## SELECTION
★ ★ ★

Sir Paul McCartney along with a whole host of stars has called upon people to go meat-free once a week by designating Monday as a “Meat Free” day. Sir Paul’s call has been supported by his daughters, Stella and Mary McCartney and also backed by Coldplay’s Chris Martin, Hollywood stars Kevin Spacey and Woody Harrelson and actress Joanna Lumley.
In launching the campaign, called “Meat Free Monday”, Sir Paul said: “Many of us feel helpless in the face of environmental challenges, and it can be hard to know how to sort through the advice about what we can do to make a meaningful contribution to a cleaner, more sustainable, healthier world.
“Having one designated meat-free day a week is a meaningful change that everyone can make, that goes to the heart of several important political, environmental and ethical issues all at once.”
He added: “We should care about climate change because if we don’t, we are going to leave our children and their children in a hell of a mess.”
Of course, none of this will come as a surprise to the estimated 250,000 vegans (and many vegetarians) in the UK who have long sought to highlight the environmental damage that the farming of animals causes.
According to the United Nations Food and Agriculture Organisation, meat production is responsible for 18% of greenhouse gas emissions. This compares to an estimated 13% from transport, which has long been the main focus of campaigns to reduce emissions.
So what difference can the Meat Free Monday campaign really make?
It is estimated that each person who stops eating meat for one day a week will reduce their carbon footprint by 68928 pounds of CO2 during the course of one year.
Certainly having the high-profile backing of Sir Paul and other celebrities will assure that the campaign is well covered in the mainstream media and hopefully it will encourage a number of people to think about trying a meat free diet for one day a week thereby reducing their CO2 emissions, if only in the short term.

★ ★ ★

## WRITTEN INSTRUCTION A
Copy the part of the rows that opens with the very first row and closes with the line containing "[138, 241, 902, 381]", including both of those lines.

★ ★ ★

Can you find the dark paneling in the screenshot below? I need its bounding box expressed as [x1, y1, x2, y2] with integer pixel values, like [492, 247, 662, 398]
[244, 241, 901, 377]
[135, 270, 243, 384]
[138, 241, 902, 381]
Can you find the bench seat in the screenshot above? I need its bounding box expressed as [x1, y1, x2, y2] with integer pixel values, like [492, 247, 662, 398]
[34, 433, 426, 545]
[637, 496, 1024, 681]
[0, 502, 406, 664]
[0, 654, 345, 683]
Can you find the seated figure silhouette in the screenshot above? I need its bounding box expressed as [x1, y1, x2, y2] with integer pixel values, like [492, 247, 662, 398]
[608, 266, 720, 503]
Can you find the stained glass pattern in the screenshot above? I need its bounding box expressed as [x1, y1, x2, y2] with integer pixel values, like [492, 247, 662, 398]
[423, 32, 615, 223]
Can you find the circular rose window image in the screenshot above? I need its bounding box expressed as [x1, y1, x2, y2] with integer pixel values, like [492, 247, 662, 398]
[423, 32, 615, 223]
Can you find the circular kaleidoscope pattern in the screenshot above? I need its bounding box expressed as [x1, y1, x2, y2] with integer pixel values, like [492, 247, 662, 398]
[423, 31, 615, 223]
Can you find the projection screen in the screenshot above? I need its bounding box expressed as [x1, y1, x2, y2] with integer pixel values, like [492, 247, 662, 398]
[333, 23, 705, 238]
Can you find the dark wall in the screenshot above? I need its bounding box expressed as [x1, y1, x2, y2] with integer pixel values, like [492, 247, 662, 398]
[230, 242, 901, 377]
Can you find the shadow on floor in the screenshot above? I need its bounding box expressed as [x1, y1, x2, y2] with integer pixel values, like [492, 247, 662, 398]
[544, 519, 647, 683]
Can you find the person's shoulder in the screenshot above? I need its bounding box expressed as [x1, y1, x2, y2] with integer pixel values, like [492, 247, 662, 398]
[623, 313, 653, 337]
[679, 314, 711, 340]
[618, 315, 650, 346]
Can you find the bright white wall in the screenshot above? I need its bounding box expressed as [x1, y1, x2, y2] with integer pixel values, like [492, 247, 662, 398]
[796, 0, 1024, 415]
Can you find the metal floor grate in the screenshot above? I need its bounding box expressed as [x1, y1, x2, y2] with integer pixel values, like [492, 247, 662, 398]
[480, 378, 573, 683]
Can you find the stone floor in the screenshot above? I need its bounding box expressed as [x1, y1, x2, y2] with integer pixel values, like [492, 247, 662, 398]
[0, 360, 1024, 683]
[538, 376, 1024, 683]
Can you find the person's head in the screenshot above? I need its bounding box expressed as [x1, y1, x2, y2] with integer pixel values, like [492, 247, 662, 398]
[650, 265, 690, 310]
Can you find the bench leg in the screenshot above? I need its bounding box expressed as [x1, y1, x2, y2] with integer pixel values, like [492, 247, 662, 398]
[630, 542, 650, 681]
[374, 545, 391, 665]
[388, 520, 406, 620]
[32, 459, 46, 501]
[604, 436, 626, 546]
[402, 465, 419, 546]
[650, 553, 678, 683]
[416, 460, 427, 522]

★ ★ ★

## WRITTEN INSTRUCTION B
Write what comes next in the piece on the Meat Free Monday campaign, starting right after its last sentence.

## RIGHT ANSWER A
Can you find the dark paneling in the screenshot below? I need its bounding box expressed as [x1, y1, x2, y2] with integer pixel values, like [492, 247, 662, 398]
[244, 241, 901, 377]
[135, 270, 243, 384]
[138, 241, 902, 381]

## RIGHT ANSWER B
Any longer-term benefits though must come from the realisation and acknowledgment that transport alone is not to blame for climate change and that the way we breed and exploit animals for our own use is damaging the Earth to an even greater degree. If the media starts to focus consistently on the part that farming of animals, both for meat and for the dairy industry, has to play in climate change then we might see a more subtle, but long-lasting change in attitudes towards the use of animals.
There will always be a percentage of selfish individuals who will choose to consume animal products because “they have always done so” and it is “their right” to continue doing so, but once the link between consumption of animal products and global warming is firmly established in the consciousness of the general public it will begin to influence the buying habits of many.
The purchasing decisions of individuals need to be affected in a similar way to that seen in the car market over recent years where gas guzzling cars are now increasingly seen as an irresponsible choice and cleaner, greener vehicles have become more in demand.
It may therefore be that the direct effects of the Meat Free Monday campaign are not immediately obvious or even discernible. However, the very fact that it has highlighted the part that livestock farming is playing in climate change and again brought this to the attention of the wider public can only serve to cement this link. Once the buying of a piece of meat is universally seen as wasteful and damaging to the planet, the need to adopt an animal-free diet will become obvious to a much larger number of people.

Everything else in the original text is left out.